# Stored entries
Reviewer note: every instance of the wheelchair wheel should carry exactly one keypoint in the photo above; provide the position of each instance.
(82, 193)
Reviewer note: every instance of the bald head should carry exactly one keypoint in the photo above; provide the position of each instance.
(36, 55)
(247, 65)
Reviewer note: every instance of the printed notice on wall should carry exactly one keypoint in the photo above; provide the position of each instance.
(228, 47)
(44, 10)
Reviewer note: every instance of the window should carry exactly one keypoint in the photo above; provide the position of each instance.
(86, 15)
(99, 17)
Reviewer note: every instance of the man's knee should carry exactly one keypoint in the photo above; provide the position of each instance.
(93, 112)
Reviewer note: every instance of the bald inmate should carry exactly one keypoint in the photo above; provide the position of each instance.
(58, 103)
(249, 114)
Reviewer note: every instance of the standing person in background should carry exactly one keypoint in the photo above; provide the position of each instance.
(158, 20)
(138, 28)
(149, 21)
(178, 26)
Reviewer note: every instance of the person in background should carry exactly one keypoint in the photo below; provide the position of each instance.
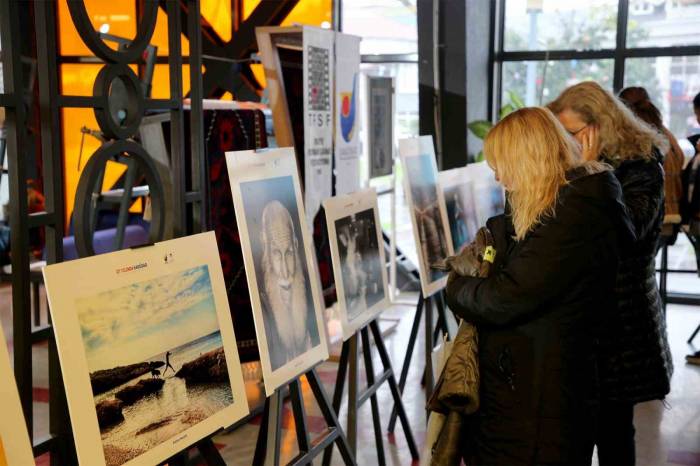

# Your instructions
Only the lines from the one holding "Reviewer note: every instance of the bald inmate" to the last line of the entries above should be printed, exactly as they appear and with no pictures.

# Result below
Reviewer note: every instance of the bald inmate should carry exactly one keypoint in the photo above; provide the position of each instance.
(58, 103)
(249, 114)
Reviewer note: every instance of the standing person in background should carry exactly one keypoint in the photo above; provide the position of each instance.
(158, 20)
(138, 28)
(149, 21)
(178, 26)
Reviewer note: every instance of the person in background should carry exactly one keypoint in the photo below; provide the position of each instance.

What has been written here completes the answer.